§ **Extracted entries**
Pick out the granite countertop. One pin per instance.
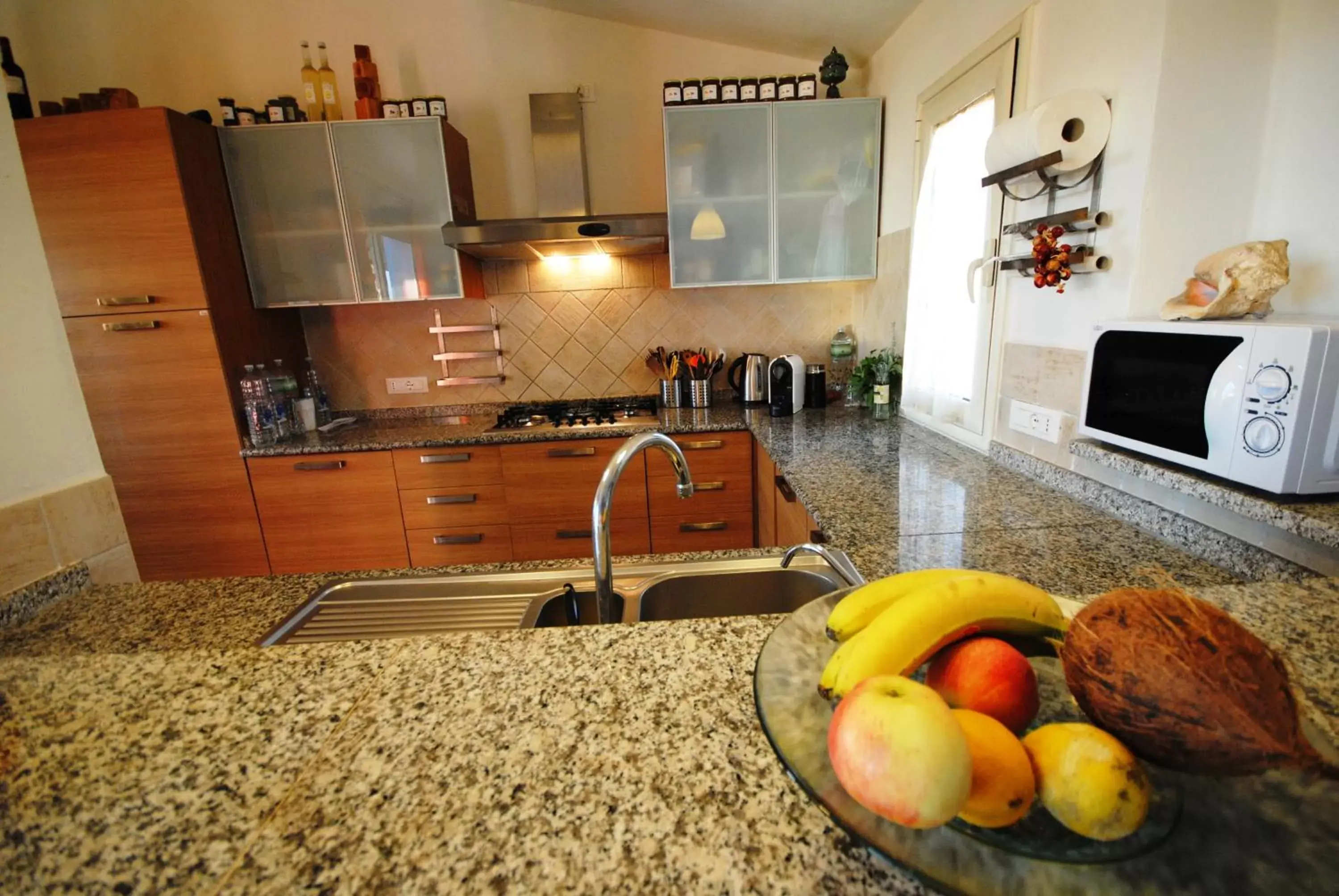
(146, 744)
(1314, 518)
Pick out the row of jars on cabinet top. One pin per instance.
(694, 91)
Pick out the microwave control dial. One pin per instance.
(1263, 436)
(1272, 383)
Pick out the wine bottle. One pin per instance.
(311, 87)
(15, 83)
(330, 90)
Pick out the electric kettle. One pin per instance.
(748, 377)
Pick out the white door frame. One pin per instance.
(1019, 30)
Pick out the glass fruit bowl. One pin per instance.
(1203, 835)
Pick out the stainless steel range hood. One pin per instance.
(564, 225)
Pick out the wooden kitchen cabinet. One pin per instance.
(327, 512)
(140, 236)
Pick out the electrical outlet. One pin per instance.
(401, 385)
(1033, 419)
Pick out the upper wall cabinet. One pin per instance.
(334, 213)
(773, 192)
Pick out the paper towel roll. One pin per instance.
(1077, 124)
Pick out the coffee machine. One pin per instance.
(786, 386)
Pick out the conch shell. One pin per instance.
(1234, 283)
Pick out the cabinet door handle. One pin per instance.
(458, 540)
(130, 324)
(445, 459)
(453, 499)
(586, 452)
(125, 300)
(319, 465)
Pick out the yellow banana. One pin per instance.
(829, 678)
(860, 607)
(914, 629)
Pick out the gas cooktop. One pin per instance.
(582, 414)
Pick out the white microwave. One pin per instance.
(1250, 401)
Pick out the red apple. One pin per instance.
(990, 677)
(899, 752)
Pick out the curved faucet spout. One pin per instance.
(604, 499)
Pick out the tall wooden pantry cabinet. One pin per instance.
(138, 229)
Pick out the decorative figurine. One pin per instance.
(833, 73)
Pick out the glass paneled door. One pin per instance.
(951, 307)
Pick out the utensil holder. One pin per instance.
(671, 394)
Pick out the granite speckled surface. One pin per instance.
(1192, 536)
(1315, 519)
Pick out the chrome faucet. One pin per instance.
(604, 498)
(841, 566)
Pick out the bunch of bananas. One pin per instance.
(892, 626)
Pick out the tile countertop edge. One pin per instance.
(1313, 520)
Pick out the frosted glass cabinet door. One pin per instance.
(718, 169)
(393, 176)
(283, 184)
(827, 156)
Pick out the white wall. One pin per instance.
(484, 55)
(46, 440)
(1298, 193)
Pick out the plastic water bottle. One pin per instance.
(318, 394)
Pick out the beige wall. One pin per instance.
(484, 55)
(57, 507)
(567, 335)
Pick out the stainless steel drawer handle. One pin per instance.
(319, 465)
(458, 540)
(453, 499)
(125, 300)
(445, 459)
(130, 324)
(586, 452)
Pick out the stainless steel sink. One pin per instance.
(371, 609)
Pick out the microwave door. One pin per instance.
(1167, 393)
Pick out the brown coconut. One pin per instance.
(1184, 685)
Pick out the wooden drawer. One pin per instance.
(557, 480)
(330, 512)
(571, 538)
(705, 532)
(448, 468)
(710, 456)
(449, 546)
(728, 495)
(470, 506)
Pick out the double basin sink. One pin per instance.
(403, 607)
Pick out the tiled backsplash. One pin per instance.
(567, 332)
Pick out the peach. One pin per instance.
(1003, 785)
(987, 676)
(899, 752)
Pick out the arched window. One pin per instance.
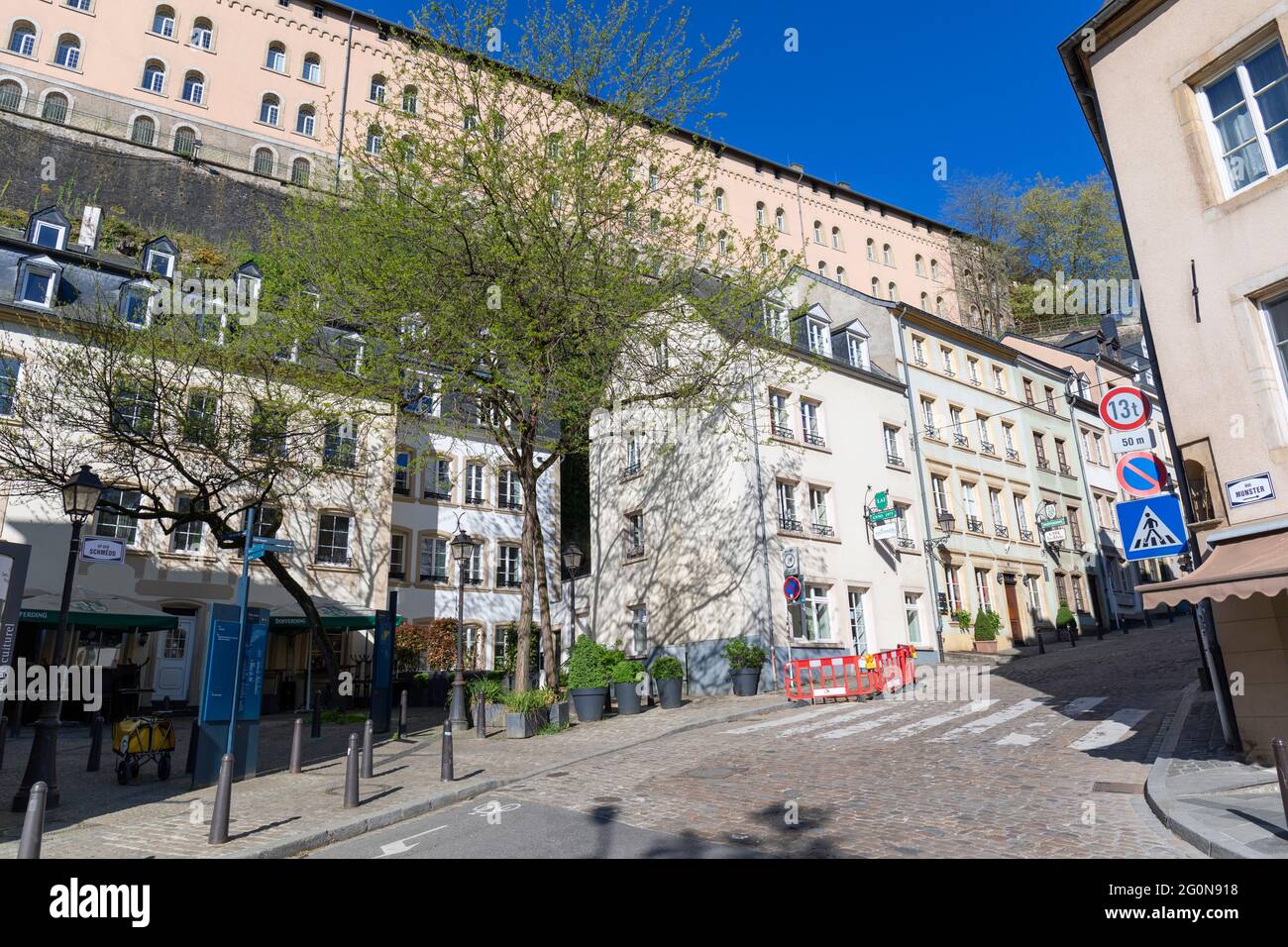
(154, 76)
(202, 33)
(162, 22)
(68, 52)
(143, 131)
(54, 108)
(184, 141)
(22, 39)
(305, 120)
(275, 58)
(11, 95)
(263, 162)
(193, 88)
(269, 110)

...

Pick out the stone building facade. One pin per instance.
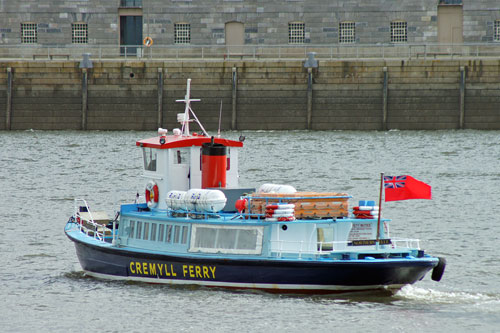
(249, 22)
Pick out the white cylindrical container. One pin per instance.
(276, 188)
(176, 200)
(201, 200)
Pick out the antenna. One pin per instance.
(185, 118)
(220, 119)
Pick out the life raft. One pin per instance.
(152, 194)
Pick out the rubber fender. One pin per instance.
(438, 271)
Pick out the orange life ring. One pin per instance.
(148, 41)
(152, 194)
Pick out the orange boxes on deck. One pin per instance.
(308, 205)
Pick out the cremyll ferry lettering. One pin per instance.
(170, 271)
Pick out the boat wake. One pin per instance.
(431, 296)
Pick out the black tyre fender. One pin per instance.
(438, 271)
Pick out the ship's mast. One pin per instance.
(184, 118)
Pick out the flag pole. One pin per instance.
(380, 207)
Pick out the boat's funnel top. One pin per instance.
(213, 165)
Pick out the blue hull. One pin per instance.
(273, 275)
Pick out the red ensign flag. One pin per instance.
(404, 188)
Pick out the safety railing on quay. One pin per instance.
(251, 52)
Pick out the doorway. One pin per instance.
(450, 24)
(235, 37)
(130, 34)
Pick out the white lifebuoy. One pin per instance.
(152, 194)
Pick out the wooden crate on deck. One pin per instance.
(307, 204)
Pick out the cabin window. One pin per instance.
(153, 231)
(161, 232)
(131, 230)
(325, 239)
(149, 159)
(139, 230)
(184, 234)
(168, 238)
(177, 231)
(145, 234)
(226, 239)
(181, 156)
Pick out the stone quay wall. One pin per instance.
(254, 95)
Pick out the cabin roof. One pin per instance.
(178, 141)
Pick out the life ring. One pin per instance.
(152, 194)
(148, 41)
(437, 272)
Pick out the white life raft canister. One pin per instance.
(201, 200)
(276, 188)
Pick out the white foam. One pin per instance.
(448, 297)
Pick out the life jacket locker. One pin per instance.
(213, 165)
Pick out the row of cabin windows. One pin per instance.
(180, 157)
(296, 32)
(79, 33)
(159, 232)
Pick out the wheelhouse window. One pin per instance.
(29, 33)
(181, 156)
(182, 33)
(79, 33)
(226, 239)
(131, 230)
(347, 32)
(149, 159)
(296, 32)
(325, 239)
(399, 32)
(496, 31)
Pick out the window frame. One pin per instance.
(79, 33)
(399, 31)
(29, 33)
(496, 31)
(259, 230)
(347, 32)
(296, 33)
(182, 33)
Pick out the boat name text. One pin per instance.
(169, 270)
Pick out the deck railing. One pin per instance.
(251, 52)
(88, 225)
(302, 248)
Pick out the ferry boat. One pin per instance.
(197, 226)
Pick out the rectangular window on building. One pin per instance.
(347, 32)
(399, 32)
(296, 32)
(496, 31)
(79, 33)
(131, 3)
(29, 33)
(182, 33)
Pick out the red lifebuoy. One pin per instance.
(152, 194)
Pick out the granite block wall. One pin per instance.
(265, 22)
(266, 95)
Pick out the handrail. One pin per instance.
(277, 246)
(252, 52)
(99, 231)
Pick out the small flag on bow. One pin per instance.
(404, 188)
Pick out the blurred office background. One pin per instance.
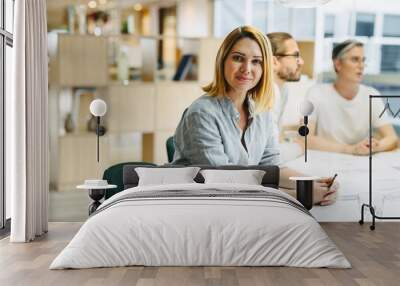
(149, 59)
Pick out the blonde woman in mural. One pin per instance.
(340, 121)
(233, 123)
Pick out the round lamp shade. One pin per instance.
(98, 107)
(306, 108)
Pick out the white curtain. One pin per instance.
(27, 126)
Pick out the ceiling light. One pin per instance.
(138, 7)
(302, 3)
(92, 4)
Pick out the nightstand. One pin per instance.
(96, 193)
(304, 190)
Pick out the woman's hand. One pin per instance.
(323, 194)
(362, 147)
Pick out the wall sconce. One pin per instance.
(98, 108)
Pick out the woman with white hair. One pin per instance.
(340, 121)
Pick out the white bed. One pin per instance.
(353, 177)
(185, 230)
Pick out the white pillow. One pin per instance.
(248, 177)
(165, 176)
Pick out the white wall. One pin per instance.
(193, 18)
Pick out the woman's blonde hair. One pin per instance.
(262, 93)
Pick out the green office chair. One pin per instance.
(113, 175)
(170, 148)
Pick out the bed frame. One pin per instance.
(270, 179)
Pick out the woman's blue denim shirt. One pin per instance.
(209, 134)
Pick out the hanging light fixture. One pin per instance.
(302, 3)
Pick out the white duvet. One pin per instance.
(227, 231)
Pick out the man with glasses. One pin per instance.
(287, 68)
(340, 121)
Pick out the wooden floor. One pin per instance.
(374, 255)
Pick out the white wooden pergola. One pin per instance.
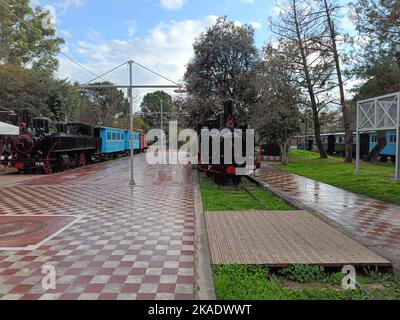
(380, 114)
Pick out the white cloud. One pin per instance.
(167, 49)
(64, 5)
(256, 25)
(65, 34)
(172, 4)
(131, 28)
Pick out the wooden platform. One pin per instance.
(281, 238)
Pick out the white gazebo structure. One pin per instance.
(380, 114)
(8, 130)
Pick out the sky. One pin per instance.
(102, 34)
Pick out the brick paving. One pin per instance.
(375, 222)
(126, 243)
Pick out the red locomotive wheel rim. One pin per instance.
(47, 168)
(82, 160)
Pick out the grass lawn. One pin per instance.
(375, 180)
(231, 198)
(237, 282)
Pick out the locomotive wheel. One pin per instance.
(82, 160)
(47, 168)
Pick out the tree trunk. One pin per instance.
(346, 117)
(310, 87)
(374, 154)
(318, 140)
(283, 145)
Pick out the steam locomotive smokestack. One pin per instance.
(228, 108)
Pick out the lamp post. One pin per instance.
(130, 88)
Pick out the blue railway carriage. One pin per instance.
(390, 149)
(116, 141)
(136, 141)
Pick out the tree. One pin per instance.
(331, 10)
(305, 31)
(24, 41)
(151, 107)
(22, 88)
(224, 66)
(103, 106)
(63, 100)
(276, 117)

==

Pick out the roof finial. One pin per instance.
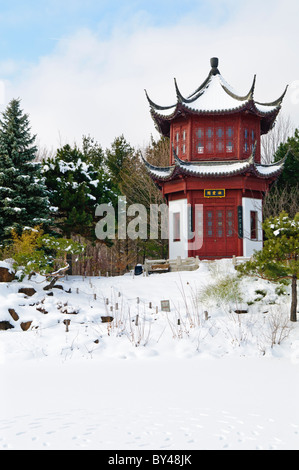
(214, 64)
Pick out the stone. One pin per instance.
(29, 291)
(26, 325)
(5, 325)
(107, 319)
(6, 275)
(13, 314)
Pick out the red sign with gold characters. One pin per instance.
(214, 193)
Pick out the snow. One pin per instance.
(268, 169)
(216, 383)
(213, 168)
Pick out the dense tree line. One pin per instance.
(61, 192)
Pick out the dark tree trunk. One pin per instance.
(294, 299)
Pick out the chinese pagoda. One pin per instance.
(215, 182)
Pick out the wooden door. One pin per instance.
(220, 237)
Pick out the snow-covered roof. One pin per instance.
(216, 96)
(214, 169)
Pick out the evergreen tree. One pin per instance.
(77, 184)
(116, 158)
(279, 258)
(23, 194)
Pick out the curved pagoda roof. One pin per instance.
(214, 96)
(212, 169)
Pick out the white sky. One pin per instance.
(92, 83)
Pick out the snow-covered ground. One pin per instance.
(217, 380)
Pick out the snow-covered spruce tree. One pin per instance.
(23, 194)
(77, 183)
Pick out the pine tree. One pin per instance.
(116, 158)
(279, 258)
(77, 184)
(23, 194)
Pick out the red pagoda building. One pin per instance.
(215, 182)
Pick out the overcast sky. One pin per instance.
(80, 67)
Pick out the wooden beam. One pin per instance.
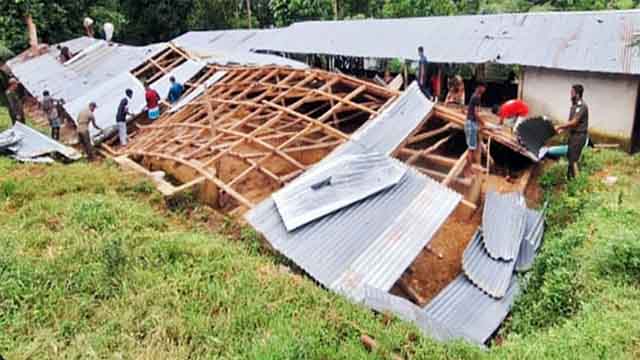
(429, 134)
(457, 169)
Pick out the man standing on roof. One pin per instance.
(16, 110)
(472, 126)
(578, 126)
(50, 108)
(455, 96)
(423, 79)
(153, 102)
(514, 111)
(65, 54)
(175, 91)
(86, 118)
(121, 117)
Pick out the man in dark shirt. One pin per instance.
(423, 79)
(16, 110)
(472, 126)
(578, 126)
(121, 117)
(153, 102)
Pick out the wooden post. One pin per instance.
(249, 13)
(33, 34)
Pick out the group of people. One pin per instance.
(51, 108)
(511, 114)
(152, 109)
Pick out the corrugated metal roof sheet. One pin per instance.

§ **Instructions for the task**
Recast the listing as a numbered list, running from the line with "Pick out the granite countertop." to the line with "(1272, 383)", both ends included. Leave out blank lines and pictures.

§ **Worked solution**
1. Pick out the granite countertop. One pin per instance.
2. (146, 744)
3. (1314, 518)
4. Pick out the row of jars on cabinet top. One pin per instance.
5. (694, 91)
6. Pick out the microwave control dial. One pin per instance.
7. (1263, 436)
8. (1272, 383)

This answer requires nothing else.